Pointing records
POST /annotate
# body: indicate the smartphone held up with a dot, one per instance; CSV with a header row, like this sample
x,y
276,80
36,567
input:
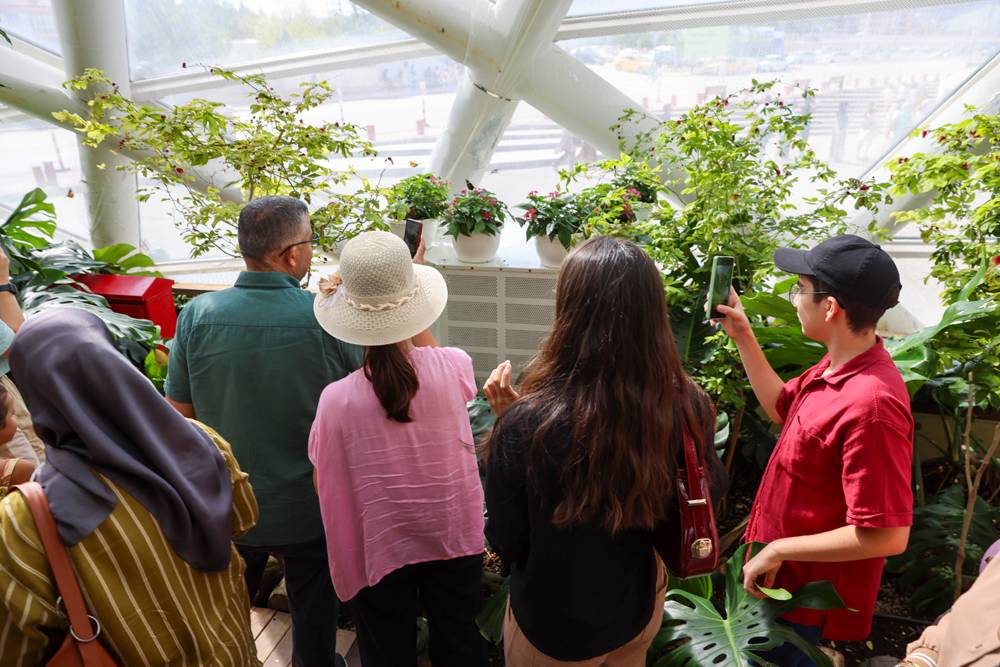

▸ What is asked: Copy out the rows above word for word, leaving out the pictures.

▸ Solution for this exercise:
POST /annotate
# body: indicate the smartphone held up with a dot, one per instance; CSV with a header row, like this sample
x,y
276,80
36,567
input:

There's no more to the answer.